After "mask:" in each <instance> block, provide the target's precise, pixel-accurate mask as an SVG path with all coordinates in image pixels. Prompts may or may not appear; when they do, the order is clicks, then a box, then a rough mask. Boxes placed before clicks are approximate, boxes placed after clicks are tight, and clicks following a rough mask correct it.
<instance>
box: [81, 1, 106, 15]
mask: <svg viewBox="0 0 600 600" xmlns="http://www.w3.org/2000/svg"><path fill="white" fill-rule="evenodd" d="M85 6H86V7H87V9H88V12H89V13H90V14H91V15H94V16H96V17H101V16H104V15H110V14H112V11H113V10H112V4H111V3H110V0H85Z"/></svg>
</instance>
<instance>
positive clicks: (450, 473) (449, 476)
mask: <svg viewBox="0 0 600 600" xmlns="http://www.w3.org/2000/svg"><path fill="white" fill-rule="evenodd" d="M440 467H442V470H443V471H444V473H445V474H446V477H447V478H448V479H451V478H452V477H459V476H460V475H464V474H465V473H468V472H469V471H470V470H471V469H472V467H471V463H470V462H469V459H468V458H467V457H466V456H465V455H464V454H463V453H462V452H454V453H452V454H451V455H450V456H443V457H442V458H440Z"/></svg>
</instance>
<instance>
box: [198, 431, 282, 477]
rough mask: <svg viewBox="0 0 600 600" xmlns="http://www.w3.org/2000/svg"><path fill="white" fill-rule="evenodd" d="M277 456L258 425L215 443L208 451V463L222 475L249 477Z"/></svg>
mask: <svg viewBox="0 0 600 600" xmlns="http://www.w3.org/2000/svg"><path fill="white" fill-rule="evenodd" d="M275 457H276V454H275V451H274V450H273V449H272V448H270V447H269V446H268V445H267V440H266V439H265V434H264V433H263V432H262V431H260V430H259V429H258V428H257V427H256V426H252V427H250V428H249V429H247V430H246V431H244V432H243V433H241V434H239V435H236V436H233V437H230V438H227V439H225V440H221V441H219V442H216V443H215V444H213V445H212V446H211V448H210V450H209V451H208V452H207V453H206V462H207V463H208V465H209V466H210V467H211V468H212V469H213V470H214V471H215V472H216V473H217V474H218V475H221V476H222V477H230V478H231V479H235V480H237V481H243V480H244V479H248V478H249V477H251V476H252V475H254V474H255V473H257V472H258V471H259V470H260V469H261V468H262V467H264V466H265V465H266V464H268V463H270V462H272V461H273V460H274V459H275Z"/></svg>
****************
Directions. Recast the lines above as a JSON list of strings, with one string per line and blank lines omitted.

Result.
[
  "After \"mask:\" in each <instance> block, provide the target's precise, pixel-accurate mask as an SVG path with all coordinates in image pixels. Prompts may or may not appear; when they do, the order is clicks, then a box, then a rough mask. Boxes placed before clicks are approximate, boxes placed after clicks are tight, and clicks following a rough mask correct it.",
  "<instance>",
  "box: [81, 1, 106, 15]",
  "mask: <svg viewBox=\"0 0 600 600\" xmlns=\"http://www.w3.org/2000/svg\"><path fill=\"white\" fill-rule=\"evenodd\" d=\"M85 6H86V7H87V9H88V12H89V13H90V14H91V15H94V16H96V17H101V16H104V15H110V14H112V11H113V10H112V4H111V3H110V0H85Z\"/></svg>",
  "</instance>",
  "<instance>",
  "positive clicks: (450, 473) (449, 476)",
  "mask: <svg viewBox=\"0 0 600 600\" xmlns=\"http://www.w3.org/2000/svg\"><path fill=\"white\" fill-rule=\"evenodd\" d=\"M440 467H442V470H443V471H444V473H445V474H446V477H447V478H448V479H451V478H452V477H459V476H460V475H464V474H465V473H468V472H469V471H470V470H471V469H472V467H471V463H470V462H469V459H468V458H467V457H466V456H465V455H464V454H463V453H462V452H454V453H452V454H451V455H450V456H443V457H442V458H440Z\"/></svg>",
  "</instance>",
  "<instance>",
  "box: [198, 431, 282, 477]",
  "rough mask: <svg viewBox=\"0 0 600 600\" xmlns=\"http://www.w3.org/2000/svg\"><path fill=\"white\" fill-rule=\"evenodd\" d=\"M277 456L258 425L215 443L208 451V463L222 475L249 477Z\"/></svg>",
  "mask: <svg viewBox=\"0 0 600 600\" xmlns=\"http://www.w3.org/2000/svg\"><path fill=\"white\" fill-rule=\"evenodd\" d=\"M275 457H276V454H275V451H274V450H273V449H272V448H270V447H269V446H268V445H267V440H266V439H265V434H264V433H263V432H262V431H260V430H259V429H258V428H257V427H256V426H252V427H250V428H249V429H247V430H246V431H244V432H243V433H241V434H239V435H236V436H233V437H230V438H227V439H225V440H221V441H219V442H216V443H215V444H213V445H212V446H211V448H210V450H209V451H208V452H207V453H206V462H207V463H208V465H209V466H210V467H211V468H212V469H213V470H214V471H215V472H216V473H217V474H218V475H221V476H222V477H230V478H231V479H235V480H237V481H243V480H244V479H248V478H249V477H251V476H252V475H254V474H255V473H257V472H258V471H259V470H260V469H261V468H262V467H264V466H265V465H266V464H268V463H270V462H272V461H273V460H274V459H275Z\"/></svg>"
]